**What you are asked to do**
Check each line of the records below for the word "blazer" and copy those where it appears.

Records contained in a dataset

=== Section Start ===

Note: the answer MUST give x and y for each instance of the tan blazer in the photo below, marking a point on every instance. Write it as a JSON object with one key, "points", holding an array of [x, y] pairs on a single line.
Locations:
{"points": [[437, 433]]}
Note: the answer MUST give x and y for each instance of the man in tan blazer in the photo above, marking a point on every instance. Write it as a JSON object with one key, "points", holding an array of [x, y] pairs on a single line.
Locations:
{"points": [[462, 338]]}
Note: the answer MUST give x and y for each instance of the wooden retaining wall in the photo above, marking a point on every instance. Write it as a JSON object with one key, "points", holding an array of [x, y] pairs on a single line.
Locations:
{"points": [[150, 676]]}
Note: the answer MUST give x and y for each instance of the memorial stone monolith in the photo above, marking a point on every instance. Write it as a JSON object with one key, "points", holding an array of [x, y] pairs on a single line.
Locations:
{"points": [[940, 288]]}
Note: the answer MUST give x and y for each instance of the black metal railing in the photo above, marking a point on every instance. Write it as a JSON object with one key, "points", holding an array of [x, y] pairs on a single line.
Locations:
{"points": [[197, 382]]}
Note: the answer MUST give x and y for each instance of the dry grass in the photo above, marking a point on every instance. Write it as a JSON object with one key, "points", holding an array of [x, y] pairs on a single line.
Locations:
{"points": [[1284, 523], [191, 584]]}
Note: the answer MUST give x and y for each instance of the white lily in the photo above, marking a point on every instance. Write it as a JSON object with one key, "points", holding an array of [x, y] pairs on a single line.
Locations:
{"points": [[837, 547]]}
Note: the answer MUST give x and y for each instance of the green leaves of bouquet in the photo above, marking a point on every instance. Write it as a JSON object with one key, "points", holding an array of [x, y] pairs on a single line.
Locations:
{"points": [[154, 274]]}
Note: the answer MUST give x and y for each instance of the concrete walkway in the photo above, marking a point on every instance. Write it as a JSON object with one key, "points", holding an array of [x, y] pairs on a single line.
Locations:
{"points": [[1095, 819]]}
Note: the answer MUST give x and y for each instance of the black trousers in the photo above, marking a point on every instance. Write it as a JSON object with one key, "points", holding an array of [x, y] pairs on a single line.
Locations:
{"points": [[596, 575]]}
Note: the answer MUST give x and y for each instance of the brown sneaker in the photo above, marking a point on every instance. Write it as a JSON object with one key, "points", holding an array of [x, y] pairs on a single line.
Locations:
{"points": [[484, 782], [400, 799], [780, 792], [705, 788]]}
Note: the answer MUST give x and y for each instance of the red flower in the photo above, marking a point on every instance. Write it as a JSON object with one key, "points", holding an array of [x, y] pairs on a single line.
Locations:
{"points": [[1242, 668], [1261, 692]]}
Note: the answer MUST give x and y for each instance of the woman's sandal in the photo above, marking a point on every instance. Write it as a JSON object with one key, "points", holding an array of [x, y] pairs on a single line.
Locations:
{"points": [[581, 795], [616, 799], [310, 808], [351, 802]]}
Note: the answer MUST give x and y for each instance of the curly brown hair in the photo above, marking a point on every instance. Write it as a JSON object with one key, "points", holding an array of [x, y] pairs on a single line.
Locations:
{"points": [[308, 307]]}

=== Section End ===

**Reply**
Note: the answer MUST give x and y for each instance of the tan blazer in the photo below, marking a point on every instance. Write it as a JSON object with one key, "points", holding an array of [x, y] pairs on a single line.
Note: the answer MUST give x and y for each instance of the man in tan blazer in the photo above, marking a point on every instance. Write it as a JSON object with one key, "points", holding an array of [x, y] pairs on a single line.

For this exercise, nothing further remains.